**Exercise aim**
Rewrite all of the records below as a single numbered list, skipping blank lines and leaving the pictures out.

**Given records**
____

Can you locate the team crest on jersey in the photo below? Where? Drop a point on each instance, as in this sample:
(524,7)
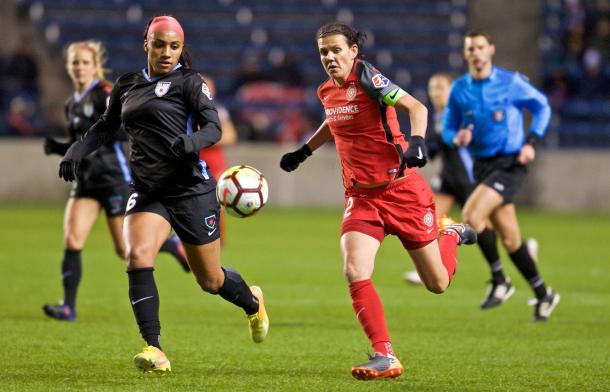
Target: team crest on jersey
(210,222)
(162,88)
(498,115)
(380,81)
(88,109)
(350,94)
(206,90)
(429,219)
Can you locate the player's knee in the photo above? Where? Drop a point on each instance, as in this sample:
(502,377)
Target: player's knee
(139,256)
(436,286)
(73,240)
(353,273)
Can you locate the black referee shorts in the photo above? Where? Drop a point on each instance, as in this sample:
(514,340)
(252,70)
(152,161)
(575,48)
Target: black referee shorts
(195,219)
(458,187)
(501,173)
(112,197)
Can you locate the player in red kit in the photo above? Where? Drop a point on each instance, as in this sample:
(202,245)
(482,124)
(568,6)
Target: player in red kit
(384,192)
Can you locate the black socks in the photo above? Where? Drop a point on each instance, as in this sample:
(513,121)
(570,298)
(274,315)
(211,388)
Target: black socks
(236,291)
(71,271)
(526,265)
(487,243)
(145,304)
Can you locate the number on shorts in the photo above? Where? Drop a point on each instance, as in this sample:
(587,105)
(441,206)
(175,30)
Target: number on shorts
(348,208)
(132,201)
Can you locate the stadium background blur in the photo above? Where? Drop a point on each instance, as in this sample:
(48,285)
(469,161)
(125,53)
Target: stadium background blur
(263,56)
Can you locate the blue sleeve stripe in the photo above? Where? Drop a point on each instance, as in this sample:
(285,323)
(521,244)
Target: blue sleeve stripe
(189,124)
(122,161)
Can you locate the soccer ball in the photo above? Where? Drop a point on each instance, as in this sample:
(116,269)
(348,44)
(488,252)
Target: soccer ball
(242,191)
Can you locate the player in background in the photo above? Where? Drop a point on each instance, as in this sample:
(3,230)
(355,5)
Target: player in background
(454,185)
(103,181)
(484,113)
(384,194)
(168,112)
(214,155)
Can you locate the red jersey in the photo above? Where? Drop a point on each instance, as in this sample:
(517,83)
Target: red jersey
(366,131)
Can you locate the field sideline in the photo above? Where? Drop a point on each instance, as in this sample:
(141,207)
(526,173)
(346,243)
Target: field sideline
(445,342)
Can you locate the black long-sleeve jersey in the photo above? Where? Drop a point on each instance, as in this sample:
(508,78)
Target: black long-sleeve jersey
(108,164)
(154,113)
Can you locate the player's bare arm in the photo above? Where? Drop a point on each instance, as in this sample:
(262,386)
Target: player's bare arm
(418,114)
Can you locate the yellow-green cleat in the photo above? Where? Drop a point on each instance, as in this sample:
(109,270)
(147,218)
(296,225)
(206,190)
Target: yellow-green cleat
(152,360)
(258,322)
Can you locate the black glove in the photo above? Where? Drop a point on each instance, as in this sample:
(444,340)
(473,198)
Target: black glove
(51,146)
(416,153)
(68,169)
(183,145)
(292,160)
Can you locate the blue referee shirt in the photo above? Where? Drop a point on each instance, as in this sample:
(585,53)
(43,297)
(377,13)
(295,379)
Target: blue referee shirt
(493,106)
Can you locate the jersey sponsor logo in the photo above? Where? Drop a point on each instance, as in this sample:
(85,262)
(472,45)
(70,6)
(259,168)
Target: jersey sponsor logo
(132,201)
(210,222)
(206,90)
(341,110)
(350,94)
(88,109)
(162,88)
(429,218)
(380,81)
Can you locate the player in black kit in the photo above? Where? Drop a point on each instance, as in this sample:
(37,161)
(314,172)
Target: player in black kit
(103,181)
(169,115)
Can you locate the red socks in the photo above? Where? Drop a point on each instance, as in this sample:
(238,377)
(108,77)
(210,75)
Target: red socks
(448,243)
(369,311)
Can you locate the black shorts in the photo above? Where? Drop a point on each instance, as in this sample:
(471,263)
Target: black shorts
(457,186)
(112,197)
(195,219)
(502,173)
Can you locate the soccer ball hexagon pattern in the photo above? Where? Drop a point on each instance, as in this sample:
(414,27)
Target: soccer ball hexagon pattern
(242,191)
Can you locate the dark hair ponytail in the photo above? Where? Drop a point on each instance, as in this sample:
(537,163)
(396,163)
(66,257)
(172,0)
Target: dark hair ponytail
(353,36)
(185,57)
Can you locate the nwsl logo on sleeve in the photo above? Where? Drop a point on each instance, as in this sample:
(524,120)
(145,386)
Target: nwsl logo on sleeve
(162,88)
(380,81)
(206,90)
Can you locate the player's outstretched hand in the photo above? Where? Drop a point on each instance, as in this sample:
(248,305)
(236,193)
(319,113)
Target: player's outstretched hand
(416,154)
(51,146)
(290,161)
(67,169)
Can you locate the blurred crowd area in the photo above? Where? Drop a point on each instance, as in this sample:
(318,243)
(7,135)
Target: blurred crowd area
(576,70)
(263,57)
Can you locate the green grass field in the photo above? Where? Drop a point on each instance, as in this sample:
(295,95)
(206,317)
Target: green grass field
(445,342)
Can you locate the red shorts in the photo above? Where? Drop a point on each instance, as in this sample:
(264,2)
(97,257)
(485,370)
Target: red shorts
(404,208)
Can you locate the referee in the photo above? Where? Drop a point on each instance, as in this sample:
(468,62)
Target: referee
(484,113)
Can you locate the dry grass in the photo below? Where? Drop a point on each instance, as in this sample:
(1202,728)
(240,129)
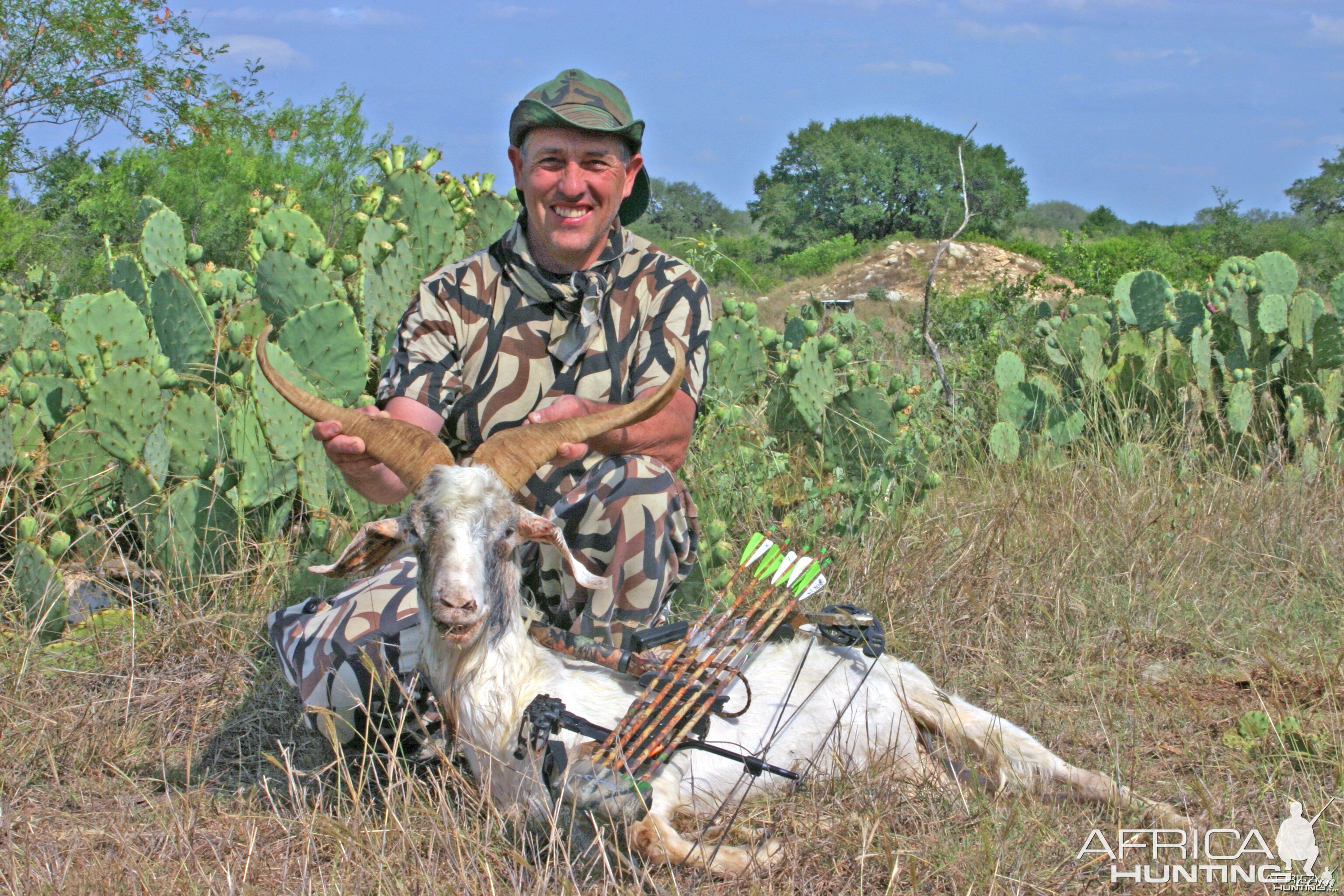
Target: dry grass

____

**Result for this task**
1. Can you locate the team crest on jersey in the photo below? Where? Drop a point on each instance, as in this sample:
2. (524,7)
3. Target: team crest on jersey
4. (210,222)
5. (162,88)
6. (498,115)
7. (380,81)
8. (88,109)
9. (350,94)
10. (206,90)
11. (429,219)
12. Can you locate the player's knee in the photo above? Where? Drop a point on each instance, as in this sample:
13. (502,377)
14. Target: player's knee
15. (139,256)
16. (436,286)
17. (73,240)
18. (353,273)
19. Can you locate the black referee shorts in the photo above? Where? Drop a point on each instance, as in this sample:
20. (514,340)
21. (252,70)
22. (152,161)
23. (575,48)
24. Target: black referee shorts
25. (195,219)
26. (458,187)
27. (501,173)
28. (112,197)
29. Can you locate the player in red kit in the photo above? Where? Drop a point on each instance, as in this sample:
30. (202,245)
31. (482,124)
32. (568,6)
33. Target: player in red kit
34. (384,192)
35. Can you locate the black socks in the photo above? Where? Drop a point on each instance, as in this sample:
36. (513,121)
37. (570,298)
38. (274,315)
39. (211,388)
40. Target: black socks
41. (236,291)
42. (71,271)
43. (526,265)
44. (487,243)
45. (145,304)
46. Can you locate the number on shorts in the photo above? Where? Drop a point on each instance, as in this sample:
47. (587,105)
48. (441,206)
49. (175,30)
50. Target: number on shorts
51. (348,208)
52. (132,201)
53. Can you locate the stadium background blur in the photo above? Where? Drop a point on each instance, as in this sample:
54. (48,285)
55. (469,161)
56. (125,53)
57. Target: stadium background blur
58. (263,56)
59. Can you locate the blue sleeve stripe in the photo above? Where? Drop a point on each instance, as in this sample:
60. (285,323)
61. (521,244)
62. Target: blue sleeve stripe
63. (189,124)
64. (122,161)
65. Can you locate the soccer ball in the photo above? Where? Drop a point on each instance, as in this sample:
66. (116,269)
67. (348,44)
68. (488,252)
69. Target: soccer ball
70. (242,191)
71. Can you locate the player in background in the photo above? Where? Drop a point on each instance, as in this sample:
72. (3,230)
73. (355,5)
74. Target: player in background
75. (454,185)
76. (103,181)
77. (484,113)
78. (384,194)
79. (168,112)
80. (214,155)
81. Can you locate the red jersey in the photo above? Where? Drop a point on each instance, as in this sample:
82. (517,83)
83. Target: red jersey
84. (366,131)
85. Can you locate the field sideline in the photo above? Where? Drop a point on each instance, as in this sample:
86. (141,207)
87. (526,173)
88. (346,243)
89. Target: field sideline
90. (445,342)
91. Can you locate the black long-sleeve jersey in the photo above? Where? Drop a point on each instance, as in this sample:
92. (508,78)
93. Target: black long-sleeve jersey
94. (108,164)
95. (154,113)
96. Can you locate the player's bare arm in the photo above? Where? Drop a point on each instance, as in this sample:
97. (262,386)
98. Target: player's bare arm
99. (418,114)
100. Can you locate the yellow-green cleat in the photo above? Where? Drop a point on each instance, as in this sample:
101. (109,270)
102. (147,218)
103. (296,225)
104. (206,190)
105. Target: yellow-green cleat
106. (152,360)
107. (258,322)
108. Can you locate the black glove in the photo above? Where? Drop a point on each instance, as in this sample:
109. (444,340)
110. (473,198)
111. Target: black glove
112. (51,146)
113. (416,153)
114. (68,169)
115. (183,145)
116. (292,160)
117. Can you locate the blue referee shirt in the photo above? Where? Drop a point on each instance, as in this sample:
118. (585,53)
119. (43,297)
120. (377,13)
121. (295,379)
122. Target: blue referee shirt
123. (493,106)
124. Can you locate the jersey sponsor logo in the photo above? Where? Drop a point on each instance, as in this sample:
125. (85,262)
126. (472,45)
127. (70,6)
128. (259,168)
129. Target: jersey sponsor logo
130. (132,201)
131. (210,222)
132. (206,90)
133. (341,110)
134. (350,94)
135. (88,109)
136. (162,88)
137. (429,218)
138. (380,81)
139. Can you locate the player in black kit in the photo above? Where? Drop a point on each instance, as in this sample:
140. (37,161)
141. (314,172)
142. Target: player in black kit
143. (103,181)
144. (169,115)
145. Can you locate the red socks in the photo above? Where? Drop a point on each instance, as in this sample:
146. (238,377)
147. (108,77)
148. (210,75)
149. Target: red socks
150. (448,243)
151. (369,311)
152. Can you locate the black shorts in the photo above? Where? Drop a point on each instance, as in this sample:
153. (471,263)
154. Target: black shorts
155. (457,186)
156. (112,197)
157. (195,219)
158. (502,173)
159. Can you locate the soccer ball hexagon pattern in the photo above? Where? Drop a point on each instance, as in this sample:
160. (414,27)
161. Target: soccer ball hexagon pattern
162. (242,191)
163. Can you locate the dark hair ponytail in the photo above? Where? Drop a point on each instance, as in this sample:
164. (537,163)
165. (396,163)
166. (66,257)
167. (172,0)
168. Target: dark hair ponytail
169. (353,36)
170. (185,57)
171. Can you locate the nwsl logo on sleeve in the photo above? Where? Drop a point on each instance, as in this sample:
172. (524,120)
173. (145,386)
174. Target: nwsl logo on sleeve
175. (162,88)
176. (380,81)
177. (206,90)
178. Can you locate the player's outstretched hand in the photo above? Where? Drop a point on each instance, as in this sample:
179. (248,305)
180. (236,193)
181. (319,113)
182. Target: player's outstretched hand
183. (416,154)
184. (51,146)
185. (290,161)
186. (67,169)
187. Can you locate the blurred crowd area in the photo above? Where? Drop a point on each instance, as in this sample:
188. (318,243)
189. (7,135)
190. Target: blurred crowd area
191. (576,70)
192. (263,57)
193. Can you locate the green grass field in the photo above? Where? Drop a point on each instance, as in this sample:
194. (295,95)
195. (206,317)
196. Target: green grass field
197. (445,342)
198. Can you locate the red shorts in the photo above? Where? Drop a point on each instance, as in this sample:
199. (264,2)
200. (97,257)
201. (485,370)
202. Target: red shorts
203. (404,208)
204. Can you locate the referee in the photo above? Where? Drop a point on each instance, as in this sample:
205. (468,62)
206. Target: referee
207. (484,113)
208. Can you locate the dry grass in the photo below? Where? Drop a point on each instance, as in this sample:
209. (1202,728)
210. (240,129)
211. Target: dry grass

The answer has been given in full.